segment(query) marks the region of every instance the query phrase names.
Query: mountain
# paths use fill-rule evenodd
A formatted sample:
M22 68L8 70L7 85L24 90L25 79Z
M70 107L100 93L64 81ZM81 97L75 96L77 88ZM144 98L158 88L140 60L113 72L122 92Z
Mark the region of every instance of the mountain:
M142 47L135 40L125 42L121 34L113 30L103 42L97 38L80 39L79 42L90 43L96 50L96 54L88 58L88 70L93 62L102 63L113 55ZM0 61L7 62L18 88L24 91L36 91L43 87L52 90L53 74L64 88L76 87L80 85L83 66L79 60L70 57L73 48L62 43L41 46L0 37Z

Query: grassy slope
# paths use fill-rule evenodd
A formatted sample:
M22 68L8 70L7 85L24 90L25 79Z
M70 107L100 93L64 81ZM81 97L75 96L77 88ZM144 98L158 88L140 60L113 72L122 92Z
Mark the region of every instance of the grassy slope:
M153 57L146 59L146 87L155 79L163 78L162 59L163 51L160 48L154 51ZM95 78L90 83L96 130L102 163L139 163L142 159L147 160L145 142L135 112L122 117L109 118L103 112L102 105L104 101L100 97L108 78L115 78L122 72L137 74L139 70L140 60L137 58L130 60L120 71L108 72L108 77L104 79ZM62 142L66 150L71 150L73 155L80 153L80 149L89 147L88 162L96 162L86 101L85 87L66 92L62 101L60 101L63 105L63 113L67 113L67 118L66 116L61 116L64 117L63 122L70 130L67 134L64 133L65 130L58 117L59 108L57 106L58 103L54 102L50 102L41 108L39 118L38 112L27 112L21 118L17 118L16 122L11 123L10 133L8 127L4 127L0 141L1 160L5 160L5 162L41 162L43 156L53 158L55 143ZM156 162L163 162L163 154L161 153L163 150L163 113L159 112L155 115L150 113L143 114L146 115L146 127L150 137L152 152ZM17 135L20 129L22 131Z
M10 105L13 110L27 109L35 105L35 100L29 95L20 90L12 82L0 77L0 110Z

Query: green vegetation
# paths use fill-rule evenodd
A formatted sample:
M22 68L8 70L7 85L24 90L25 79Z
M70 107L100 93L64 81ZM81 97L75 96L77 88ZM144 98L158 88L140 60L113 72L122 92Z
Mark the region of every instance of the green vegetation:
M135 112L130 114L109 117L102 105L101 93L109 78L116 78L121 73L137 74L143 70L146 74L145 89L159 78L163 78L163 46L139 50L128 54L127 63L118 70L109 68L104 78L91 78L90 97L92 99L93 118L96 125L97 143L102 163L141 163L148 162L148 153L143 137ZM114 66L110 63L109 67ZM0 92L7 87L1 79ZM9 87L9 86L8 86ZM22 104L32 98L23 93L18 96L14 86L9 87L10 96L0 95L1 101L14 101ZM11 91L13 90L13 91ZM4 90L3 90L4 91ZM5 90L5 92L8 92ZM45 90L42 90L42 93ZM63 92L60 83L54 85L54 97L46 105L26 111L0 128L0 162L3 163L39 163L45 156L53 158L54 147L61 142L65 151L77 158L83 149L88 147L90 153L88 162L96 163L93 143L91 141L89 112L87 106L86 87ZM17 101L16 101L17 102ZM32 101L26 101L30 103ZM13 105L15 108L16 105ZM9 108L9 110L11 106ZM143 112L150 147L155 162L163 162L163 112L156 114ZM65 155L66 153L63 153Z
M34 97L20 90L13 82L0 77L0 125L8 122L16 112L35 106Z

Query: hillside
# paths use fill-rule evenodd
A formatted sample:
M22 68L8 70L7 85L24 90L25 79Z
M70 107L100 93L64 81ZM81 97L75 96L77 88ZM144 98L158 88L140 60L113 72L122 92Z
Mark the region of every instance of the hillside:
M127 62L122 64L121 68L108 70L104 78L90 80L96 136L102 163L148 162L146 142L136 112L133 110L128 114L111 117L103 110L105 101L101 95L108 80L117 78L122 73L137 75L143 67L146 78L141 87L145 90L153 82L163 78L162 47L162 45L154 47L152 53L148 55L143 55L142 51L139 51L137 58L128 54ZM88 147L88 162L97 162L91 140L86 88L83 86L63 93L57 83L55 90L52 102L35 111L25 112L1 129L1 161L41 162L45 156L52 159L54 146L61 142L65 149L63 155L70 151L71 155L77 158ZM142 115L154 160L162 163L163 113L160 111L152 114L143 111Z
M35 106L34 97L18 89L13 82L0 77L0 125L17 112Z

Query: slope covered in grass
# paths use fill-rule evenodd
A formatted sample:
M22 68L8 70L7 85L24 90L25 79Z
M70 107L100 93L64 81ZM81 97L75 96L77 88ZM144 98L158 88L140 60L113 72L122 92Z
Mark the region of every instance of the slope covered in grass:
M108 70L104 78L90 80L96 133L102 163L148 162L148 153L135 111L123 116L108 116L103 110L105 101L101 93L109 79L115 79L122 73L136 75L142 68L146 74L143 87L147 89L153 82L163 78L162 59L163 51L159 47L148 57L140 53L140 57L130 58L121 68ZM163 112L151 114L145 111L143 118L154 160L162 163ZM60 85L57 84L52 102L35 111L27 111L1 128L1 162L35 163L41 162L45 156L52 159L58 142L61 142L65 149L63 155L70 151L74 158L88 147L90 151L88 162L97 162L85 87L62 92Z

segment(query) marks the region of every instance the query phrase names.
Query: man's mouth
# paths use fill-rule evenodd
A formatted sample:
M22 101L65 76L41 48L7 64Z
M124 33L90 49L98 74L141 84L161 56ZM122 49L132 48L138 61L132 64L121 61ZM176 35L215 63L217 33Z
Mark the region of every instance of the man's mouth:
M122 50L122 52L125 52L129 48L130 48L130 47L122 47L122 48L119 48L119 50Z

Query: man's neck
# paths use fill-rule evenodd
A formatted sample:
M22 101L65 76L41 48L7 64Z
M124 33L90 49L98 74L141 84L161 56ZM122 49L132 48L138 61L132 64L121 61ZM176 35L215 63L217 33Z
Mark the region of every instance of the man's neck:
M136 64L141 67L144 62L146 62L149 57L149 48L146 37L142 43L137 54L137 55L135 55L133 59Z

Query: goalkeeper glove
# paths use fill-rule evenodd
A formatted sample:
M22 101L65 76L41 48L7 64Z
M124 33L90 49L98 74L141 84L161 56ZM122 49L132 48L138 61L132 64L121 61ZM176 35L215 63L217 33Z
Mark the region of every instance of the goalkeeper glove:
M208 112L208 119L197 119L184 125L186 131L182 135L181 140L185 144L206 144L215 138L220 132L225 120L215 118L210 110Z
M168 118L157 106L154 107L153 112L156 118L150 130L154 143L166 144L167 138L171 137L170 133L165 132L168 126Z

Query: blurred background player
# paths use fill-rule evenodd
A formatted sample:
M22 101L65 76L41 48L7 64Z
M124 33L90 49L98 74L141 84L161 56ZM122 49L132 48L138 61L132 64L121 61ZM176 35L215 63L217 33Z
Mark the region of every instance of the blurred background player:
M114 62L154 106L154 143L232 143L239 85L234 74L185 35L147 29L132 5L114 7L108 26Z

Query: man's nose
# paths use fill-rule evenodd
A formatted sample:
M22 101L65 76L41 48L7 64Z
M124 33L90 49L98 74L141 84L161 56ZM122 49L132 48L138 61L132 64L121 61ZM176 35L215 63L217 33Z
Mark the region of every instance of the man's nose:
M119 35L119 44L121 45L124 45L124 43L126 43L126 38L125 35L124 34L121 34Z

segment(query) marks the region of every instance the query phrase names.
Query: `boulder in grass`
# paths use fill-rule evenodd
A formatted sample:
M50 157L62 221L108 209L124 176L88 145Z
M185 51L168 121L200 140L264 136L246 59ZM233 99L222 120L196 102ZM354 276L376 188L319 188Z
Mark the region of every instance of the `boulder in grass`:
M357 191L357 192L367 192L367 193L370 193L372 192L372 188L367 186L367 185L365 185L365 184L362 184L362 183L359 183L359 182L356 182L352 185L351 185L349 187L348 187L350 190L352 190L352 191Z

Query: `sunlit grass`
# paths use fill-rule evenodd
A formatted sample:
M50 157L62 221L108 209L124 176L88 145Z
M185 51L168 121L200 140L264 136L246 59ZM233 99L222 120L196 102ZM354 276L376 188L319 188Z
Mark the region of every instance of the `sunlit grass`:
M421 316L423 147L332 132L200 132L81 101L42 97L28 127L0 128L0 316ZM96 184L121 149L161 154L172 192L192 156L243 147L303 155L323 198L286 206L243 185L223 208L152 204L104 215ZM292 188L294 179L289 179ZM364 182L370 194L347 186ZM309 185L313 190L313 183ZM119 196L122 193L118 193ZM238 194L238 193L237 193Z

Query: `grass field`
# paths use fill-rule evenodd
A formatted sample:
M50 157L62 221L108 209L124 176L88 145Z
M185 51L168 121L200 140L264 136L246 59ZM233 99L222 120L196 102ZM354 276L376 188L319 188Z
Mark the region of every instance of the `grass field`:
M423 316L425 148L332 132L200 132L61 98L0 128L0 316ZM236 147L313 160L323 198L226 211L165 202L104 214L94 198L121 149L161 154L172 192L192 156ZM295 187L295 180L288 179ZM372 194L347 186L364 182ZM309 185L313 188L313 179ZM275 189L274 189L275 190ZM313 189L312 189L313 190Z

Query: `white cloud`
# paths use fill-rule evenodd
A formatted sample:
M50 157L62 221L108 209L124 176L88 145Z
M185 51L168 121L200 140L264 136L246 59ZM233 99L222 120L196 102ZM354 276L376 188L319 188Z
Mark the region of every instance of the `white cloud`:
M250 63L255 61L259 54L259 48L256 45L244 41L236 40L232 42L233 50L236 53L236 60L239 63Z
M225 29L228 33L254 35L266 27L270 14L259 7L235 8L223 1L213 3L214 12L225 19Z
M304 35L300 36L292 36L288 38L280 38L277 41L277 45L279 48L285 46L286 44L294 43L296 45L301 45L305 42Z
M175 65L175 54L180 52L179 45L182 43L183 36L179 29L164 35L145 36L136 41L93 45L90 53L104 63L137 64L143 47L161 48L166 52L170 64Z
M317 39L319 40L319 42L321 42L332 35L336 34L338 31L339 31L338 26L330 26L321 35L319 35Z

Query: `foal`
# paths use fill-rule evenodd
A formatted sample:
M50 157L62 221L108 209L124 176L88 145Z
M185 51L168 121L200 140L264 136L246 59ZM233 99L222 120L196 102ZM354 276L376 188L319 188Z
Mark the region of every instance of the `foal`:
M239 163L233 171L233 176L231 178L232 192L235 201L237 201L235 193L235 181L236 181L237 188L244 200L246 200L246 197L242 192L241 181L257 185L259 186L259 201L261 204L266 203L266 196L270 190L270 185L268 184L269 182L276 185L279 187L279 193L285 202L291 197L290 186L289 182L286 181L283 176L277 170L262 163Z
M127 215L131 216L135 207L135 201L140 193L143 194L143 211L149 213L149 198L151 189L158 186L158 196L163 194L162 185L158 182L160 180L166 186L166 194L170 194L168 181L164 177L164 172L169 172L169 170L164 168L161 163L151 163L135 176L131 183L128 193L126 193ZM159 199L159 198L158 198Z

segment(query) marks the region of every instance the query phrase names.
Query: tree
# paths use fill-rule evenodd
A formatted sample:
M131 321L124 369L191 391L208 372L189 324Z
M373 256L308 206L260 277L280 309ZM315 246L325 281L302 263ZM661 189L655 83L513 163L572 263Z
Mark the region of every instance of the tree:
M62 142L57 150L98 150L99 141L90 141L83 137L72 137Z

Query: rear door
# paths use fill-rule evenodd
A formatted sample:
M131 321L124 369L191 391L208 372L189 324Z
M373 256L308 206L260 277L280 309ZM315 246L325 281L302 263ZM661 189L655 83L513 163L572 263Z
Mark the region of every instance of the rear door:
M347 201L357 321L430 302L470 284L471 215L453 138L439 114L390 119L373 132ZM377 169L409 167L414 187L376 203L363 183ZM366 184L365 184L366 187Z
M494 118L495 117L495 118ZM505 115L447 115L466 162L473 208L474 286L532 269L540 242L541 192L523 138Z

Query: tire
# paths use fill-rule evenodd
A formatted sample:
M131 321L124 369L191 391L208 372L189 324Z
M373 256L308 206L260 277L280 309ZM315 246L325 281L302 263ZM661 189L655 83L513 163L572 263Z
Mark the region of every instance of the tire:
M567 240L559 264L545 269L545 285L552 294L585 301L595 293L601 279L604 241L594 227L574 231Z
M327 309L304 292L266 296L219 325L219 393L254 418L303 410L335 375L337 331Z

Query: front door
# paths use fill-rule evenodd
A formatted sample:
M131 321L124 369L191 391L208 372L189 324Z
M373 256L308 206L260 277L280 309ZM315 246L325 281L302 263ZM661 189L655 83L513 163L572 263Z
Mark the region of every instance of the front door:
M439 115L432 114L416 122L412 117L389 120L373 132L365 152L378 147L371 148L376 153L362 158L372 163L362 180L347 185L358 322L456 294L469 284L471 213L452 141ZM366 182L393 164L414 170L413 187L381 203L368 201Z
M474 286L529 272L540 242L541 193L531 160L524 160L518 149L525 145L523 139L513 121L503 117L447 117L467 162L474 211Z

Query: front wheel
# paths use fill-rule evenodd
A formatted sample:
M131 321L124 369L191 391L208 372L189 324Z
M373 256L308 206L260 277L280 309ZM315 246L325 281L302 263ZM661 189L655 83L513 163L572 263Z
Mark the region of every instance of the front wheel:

▶ _Required work_: Reproduce the items verbatim, starting at the line containing "Query: man's nose" and ending at the line containing "M421 316L423 147L332", with both of those lines included.

▶ _Task answer_:
Query: man's nose
# paths use fill-rule evenodd
A formatted sample:
M22 101L65 76L41 48L7 64Z
M124 33L90 49L98 74L141 84L161 56ZM122 49L132 48L138 61L132 64L121 61ZM176 35L215 63L217 33Z
Mark the region of every instance of the man's nose:
M119 35L119 44L121 45L124 45L124 43L126 43L126 38L125 35L124 34L121 34Z

segment(query) marks the region of every instance the query phrase names.
Query: `boulder in grass`
# paths use fill-rule evenodd
A formatted sample:
M50 157L62 221L108 209L124 176L88 145Z
M185 51L168 121L200 140L264 136L246 59ZM233 99L222 120L196 102ZM354 276L376 188L319 188Z
Mark the region of every instance of the `boulder in grass`:
M357 191L357 192L367 192L367 193L370 193L372 192L372 188L367 186L367 185L365 185L365 184L362 184L362 183L359 183L359 182L356 182L352 185L351 185L349 187L348 187L350 190L352 190L352 191Z

Query: `sunlit grass`
# paths use fill-rule evenodd
A formatted sample:
M50 157L62 221L108 209L124 176L88 145Z
M185 51L168 121L200 140L264 136L246 59ZM233 99L222 120L196 102ZM354 276L376 188L319 188Z
Mark the region of every instance of the `sunlit grass`:
M421 316L423 147L332 132L200 132L81 101L42 97L28 127L0 128L0 316ZM96 184L121 149L161 154L172 192L192 156L243 147L303 155L323 198L286 206L243 185L223 208L152 204L104 215ZM292 188L294 179L289 179ZM364 182L370 194L347 186ZM309 185L313 190L313 183ZM119 196L122 193L118 193ZM238 194L238 193L237 193Z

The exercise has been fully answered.